#### TEXTO DE REFERENCIA
+ + + + +

Los gritos nos sobresaltaron. Miramos hacia la valla junto a la calle y ahí estaban. Varios jóvenes con máscaras se encaramaban a los barrotes y nos increpaban directamente a nosotros: a mi abuela, a mi madre, a los tres niños. Hacían aspavientos, chocaban un palo contra las barras de metal para hacer más ruido. No acerté a comprender lo que nos decían o de qué eran las máscaras con las que se cubrían, sólo a correr. Me quedé atrás, piernas cortas, y mi hermana acompasó su ritmo con el mío para no dejarme solo.

Nos topamos con la puerta cerrada. Mi hermano se había encerrado con miedo. Golpeamos con las manos: “¡Abre, abre, somos nosotros!”. Por fin abrió la puerta y nos reunimos los tres en la claridad de la cocina. Vimos que mi hermano, acogotado por el miedo, había cogido un cuchillo de mantequilla para defenderse. Mi hermana, más madura de lo que le correspondía a su edad, quebró el silencio con una carcajada: “¡Pero si eso no corta ni el papel!”. Nos dio la risa, espantando los temores. No pasó ni un minuto cuando mi madre entró en la cocina y nos dijo que los de las máscaras ya se habían ido. Disfrazó la realidad y contó que iban vestidos así por ser fiestas y que todo aquello no era más que una broma. Quizá mis hermanos advirtieron que eran encapuchados que querían hacer notar su presión. Yo me tragué la milonga.

+ + + + +

#### ÍTEMS SELECCIONADOS
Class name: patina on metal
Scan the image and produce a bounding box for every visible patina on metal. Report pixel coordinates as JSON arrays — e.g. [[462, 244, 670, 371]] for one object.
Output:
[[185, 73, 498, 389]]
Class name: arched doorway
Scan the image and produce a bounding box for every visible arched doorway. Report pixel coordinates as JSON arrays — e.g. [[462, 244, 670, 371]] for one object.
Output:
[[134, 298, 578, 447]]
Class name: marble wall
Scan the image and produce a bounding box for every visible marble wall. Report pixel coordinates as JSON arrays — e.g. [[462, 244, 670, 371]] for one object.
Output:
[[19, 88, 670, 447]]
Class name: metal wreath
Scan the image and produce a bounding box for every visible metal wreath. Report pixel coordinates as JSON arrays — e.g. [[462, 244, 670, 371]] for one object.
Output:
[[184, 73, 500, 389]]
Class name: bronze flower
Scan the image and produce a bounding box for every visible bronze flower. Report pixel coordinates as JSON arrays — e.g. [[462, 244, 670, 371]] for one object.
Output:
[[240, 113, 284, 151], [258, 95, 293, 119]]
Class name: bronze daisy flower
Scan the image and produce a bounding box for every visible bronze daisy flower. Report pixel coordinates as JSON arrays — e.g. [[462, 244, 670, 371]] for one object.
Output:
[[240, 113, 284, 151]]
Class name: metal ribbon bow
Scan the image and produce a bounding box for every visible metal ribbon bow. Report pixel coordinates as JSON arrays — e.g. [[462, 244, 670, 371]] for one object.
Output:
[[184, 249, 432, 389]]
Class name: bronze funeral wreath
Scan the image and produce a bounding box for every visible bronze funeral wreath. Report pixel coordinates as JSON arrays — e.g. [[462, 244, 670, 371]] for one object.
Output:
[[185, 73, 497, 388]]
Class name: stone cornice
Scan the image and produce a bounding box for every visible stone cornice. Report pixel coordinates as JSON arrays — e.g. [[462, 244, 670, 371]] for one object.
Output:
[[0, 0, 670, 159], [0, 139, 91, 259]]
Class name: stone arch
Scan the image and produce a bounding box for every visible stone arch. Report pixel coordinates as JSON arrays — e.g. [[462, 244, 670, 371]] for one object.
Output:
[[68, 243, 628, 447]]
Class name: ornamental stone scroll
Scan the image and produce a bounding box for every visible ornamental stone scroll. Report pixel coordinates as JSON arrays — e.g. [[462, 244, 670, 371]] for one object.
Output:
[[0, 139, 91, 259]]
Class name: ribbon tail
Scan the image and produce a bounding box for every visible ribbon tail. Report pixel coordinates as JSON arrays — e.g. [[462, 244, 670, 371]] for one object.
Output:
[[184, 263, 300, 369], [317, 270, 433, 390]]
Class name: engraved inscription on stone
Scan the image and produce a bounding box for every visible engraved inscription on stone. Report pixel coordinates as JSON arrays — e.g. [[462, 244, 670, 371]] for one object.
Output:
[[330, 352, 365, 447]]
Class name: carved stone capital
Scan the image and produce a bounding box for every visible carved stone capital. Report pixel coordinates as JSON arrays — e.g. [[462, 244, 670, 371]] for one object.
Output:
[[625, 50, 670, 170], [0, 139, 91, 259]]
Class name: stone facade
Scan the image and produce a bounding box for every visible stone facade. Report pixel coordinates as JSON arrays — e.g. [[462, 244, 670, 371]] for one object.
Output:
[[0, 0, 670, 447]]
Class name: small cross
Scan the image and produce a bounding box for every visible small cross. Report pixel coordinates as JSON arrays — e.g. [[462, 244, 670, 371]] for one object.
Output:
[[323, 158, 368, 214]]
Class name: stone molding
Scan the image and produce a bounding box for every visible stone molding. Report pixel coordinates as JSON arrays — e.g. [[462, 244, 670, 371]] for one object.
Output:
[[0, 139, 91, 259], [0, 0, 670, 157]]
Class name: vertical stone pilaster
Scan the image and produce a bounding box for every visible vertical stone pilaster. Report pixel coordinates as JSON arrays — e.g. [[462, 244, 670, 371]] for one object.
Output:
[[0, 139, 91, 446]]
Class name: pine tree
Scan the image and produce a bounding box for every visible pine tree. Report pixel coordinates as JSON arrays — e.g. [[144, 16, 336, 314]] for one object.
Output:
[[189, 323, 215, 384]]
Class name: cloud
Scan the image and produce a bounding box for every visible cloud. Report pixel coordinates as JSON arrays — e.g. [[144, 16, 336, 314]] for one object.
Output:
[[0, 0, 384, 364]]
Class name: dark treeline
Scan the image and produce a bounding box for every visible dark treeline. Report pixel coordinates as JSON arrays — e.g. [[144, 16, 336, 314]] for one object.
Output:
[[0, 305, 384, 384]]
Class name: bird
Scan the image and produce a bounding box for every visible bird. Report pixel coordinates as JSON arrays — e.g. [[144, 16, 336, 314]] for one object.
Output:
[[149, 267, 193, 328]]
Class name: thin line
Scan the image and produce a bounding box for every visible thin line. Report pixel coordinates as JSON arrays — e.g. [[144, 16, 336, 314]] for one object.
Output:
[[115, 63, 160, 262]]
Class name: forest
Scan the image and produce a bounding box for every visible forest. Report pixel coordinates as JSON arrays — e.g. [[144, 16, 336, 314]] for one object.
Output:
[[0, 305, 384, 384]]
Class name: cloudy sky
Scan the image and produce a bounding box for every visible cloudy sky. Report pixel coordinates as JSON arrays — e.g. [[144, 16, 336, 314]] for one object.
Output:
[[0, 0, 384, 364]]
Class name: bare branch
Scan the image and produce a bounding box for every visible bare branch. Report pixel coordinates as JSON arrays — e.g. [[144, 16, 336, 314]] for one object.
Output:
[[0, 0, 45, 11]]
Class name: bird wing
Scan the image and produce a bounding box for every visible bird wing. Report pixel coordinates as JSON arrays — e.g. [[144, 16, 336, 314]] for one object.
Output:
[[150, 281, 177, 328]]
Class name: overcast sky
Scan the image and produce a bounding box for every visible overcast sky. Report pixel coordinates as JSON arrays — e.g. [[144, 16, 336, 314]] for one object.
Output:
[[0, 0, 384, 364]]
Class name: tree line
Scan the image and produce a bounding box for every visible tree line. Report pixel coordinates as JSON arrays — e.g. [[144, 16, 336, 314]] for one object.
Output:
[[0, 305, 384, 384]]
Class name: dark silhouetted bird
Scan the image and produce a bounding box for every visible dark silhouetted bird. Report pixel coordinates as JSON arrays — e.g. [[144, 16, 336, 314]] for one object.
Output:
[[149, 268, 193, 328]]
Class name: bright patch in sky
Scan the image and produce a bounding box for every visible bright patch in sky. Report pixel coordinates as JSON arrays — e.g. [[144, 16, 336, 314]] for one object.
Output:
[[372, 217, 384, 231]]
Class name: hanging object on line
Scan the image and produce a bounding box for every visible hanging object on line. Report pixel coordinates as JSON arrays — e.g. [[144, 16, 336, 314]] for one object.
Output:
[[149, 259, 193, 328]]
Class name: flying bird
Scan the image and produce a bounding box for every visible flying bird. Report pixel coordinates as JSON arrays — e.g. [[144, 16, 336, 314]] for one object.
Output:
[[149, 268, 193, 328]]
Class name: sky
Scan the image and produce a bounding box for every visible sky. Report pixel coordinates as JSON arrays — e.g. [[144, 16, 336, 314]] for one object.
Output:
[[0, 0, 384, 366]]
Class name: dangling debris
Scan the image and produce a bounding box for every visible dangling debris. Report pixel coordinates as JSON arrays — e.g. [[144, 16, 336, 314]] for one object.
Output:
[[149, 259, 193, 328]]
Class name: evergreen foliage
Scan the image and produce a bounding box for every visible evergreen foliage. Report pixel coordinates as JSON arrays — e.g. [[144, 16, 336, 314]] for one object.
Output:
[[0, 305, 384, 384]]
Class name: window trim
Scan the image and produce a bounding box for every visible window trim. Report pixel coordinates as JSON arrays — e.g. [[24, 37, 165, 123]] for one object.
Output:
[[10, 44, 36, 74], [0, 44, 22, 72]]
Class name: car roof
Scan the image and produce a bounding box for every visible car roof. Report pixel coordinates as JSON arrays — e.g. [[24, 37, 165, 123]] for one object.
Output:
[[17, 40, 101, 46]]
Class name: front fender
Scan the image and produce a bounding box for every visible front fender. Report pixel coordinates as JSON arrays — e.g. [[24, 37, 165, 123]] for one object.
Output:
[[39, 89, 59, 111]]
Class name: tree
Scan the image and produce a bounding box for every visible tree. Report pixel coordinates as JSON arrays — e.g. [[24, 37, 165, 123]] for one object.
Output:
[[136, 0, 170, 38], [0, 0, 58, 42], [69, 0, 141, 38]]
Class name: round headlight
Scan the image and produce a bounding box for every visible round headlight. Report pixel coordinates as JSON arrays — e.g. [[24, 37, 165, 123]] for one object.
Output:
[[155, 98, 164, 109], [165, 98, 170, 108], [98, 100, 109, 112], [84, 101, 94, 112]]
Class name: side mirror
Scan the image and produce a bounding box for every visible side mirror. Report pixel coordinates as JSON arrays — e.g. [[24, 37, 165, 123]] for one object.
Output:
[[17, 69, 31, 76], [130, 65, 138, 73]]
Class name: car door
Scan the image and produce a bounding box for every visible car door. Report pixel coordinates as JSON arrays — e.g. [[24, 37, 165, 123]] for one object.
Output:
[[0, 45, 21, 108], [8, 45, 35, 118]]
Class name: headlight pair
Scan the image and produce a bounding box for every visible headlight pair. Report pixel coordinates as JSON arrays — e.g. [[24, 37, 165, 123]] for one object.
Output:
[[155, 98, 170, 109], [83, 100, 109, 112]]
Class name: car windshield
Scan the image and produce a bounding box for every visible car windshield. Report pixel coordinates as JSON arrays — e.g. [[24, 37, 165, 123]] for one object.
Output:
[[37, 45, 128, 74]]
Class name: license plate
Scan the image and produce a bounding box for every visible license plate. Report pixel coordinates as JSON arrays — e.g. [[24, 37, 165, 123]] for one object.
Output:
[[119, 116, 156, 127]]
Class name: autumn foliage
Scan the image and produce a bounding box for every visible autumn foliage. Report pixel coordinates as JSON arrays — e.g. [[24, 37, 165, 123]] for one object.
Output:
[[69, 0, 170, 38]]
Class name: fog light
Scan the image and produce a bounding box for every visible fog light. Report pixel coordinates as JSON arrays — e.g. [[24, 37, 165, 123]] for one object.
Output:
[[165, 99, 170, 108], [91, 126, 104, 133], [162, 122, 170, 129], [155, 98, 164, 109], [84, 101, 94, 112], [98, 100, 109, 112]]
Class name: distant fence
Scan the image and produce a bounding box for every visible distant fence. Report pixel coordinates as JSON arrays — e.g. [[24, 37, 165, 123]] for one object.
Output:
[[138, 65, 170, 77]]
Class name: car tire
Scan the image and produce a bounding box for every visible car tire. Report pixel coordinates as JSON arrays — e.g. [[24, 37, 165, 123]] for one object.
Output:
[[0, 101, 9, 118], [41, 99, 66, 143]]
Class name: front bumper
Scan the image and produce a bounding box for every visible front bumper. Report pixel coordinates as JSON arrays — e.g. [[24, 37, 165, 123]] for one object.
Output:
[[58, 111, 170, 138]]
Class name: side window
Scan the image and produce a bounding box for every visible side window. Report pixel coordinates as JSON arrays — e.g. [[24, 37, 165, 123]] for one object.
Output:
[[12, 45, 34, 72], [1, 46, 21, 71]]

+ + + + +

#### DETALLES DE LA TAREA
En el relato de los jóvenes con máscaras, ¿qué agarró el hermano para defenderse? Los ítems vienen de otra fuente distinta.

#### RESULTADO
Un cuchillo de mantequilla.